AIM: Write what follows in the post on the coming end of the comics Direct Market, picking up after its final sentence.

---------- QUOTED TEXT ----------

The coming end of the Direct Market

200909081412 The coming end of the Direct MarketRetailer Chris Butcher has this Tuesday’s must-read post on how Diamond’s new 2009 policies have left the DM less flexible and less relevant…

…things seem “stable” but really, that’s just a convenient lie that we’ve all bought into. Things aren’t stable, behind the scenes (and sometimes spilling onto message boards and websites) people are very worried. Fans, Retailers, Publishers. Distributors. But the thing that to me is the most disconcerting and heralds the biggest change? Diamond Comics Distributors drastically raising their order minimums. They did this a few months back. This action has shaken a lot of publishers out of the industry, and it’s meant some pretty bad things for a lot of people. But really, and realistically, The Previews catalogue is not any better or of higher quality than it was a year ago. I am reminded of this the last Tuesday of every month, when I race through that thing at break-neck speed, It’s just as tough a slog with most of the same bright spots as before. Hell, 100 pages each of Marvel and DC is more than enough to depress you on its own. But what the increased order minimums have really done is make my job as a retailer much more difficult. Why? Because of the things have been taken out of the catalogue that I have to go hunting for.


Butcher uses the example of a Yen Press manga that isn’t listed in Diamond as the gateway to his discovery that Yen Press’s complete output is not carried by Diamond any more. This, in turn, leads Butcher to use an alternative distributor source through which he can order the entire Yen output.

I can do my job as a Direct Market Comic Book Specialty Store by going outside of the Distributor of the Direct Market of Comic Book Stores. You gotta admit, that’s pretty fucked-up.


We’d quibble with that a little– doing business with multiple distributors is something most retail outlets have to deal with, so for those retailers willing to put on their big boy pants, it’s perfectly fine. But as a symbol of the impending revolution of multiple distribution channels, some not even print based, the rest of Butcher’s essay presents a nice summation of these unsettled times.

---------- SUPPLIED ENTRIES ----------

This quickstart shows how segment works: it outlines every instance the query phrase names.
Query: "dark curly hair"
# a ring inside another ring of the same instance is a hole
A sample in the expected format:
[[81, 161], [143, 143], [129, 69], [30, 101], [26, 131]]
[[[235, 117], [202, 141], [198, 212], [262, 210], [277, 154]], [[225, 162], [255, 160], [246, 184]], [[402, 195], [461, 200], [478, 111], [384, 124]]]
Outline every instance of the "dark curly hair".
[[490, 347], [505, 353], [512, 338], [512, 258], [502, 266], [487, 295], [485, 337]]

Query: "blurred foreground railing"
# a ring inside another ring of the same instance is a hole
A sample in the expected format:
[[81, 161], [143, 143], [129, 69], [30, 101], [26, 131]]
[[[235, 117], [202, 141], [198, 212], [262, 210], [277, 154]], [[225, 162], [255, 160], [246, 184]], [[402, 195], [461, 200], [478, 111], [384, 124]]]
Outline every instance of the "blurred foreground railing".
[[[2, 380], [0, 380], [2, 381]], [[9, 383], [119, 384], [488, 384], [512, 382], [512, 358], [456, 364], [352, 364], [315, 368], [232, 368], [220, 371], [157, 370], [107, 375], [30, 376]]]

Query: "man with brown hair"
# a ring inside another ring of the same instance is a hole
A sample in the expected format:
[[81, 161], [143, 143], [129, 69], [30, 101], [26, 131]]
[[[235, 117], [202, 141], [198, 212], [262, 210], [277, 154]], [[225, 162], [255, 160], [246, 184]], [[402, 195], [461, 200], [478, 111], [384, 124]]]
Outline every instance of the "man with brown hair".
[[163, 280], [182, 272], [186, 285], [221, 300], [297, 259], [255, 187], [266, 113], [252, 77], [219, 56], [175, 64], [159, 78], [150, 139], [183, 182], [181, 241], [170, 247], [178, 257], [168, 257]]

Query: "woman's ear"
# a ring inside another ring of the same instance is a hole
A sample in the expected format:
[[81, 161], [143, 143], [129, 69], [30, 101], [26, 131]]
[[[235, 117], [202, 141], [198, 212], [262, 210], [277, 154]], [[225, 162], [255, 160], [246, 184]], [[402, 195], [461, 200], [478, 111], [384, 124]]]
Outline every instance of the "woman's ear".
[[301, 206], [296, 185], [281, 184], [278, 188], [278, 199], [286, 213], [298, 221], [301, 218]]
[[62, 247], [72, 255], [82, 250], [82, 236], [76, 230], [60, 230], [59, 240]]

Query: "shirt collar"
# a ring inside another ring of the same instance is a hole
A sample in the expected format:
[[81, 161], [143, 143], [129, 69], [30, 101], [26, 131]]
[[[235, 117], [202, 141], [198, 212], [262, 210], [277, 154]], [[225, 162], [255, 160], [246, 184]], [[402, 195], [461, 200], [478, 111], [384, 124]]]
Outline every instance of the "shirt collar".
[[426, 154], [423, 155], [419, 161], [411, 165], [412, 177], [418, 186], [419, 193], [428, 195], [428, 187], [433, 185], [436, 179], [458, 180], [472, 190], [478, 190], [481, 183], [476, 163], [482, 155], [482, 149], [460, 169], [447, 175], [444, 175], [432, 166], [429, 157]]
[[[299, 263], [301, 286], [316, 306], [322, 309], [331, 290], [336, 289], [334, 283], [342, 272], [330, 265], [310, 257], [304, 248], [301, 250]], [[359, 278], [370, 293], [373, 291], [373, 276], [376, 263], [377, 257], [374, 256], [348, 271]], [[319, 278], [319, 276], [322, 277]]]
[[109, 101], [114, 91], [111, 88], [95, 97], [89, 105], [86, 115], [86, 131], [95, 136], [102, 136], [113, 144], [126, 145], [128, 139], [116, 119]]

----------

RESPONSE FOR THIS EXERCISE:
Comments

  1. I remember a time when there was more than one comic distributor, and when it went away, we were bummed. It meant no more competitive discounts.

  2. The entitlement mentality that animates so much of fandom never ceases to amaze (and depress) me. Because *I* cannot find something *I* wish to have, the distributor is therefore…what…corrupt? Crooked? Deeply biased against Yen Manga? A meanie?

    Believe me, I’m no fan of the direct market (it’s been a hermetically-sealed economic fantasy for far too many years), but Diamond adjusting its policies to maximize profit is nothing unusual in the world of business. I know…some find capitalism distasteful…or seem to believe every product (no matter how obscure or niche) should be available to all people in perpetuity..but that’s simply not reflective of reality, especially in these economically brutal times.

    Here in the age of internet shopping, tracking down obscure product has NEVER been easier. Heck, I remember when *the hunt* for rare or off-the-beaten path stuff was part of the fun of being a collector/fan of that sort of thing.

    In other words, when did fandom become so whiney, lazy, and entitled?

  3. Mark said: “Believe me, I’m no fan of the direct market (it’s been a hermetically-sealed economic fantasy for far too many years), but Diamond adjusting its policies to maximize profit is nothing unusual in the world of business. ”

    I… I don’t know if you read the whole piece or just Heidi’s summation? It sounds like you haven’t read it. I invite you to do so, it’s going to make what you just wrote seem pretty stupid.

    If you decide to foolishly stick by the above even after you’ve read my post, I guess I’ll engage everything that’s wrong with you’ve just written. But, yeah, I’ll give you a chance here.

    – Chris

  4. Oh and Heidi, your quibble is utterly correct: I firmly believe we should all put on our big boy pants and order from multiple distributors. But doing that ultimately erodes the notion of a Direct Market, which is what I was getting at.

  5. Chris Anderson says:

    I figure since I’m sourcing The Beat while talking to a retailer with a stake in the DM, I might as well comment here, too. When has Christopher Butcher *ever* not wanted to put on his big boy pants and do real business? The Beguiling is probably the best comic book store in the world and the absolute best possible example of everything right with the DM. Further, Chris is right.

  6. Well, since my employer’s ham-handed internet filter blocked the article as “pornography”, I wasn’t able to read it. So, yes, I did base my post on Heidi’s excerpts. I’ll be sure to check out your post when I’m free of “Imperial Entanglements”.

    That said, the fact that you find it “fucked up” having to use an alternate supply channel betrays a naive sense of entitlement so many in our little bubble-world seem to share. So, unless the rest of your piece flatly contradicts the excerpts above, I’m not prepared to issue an apology just yet.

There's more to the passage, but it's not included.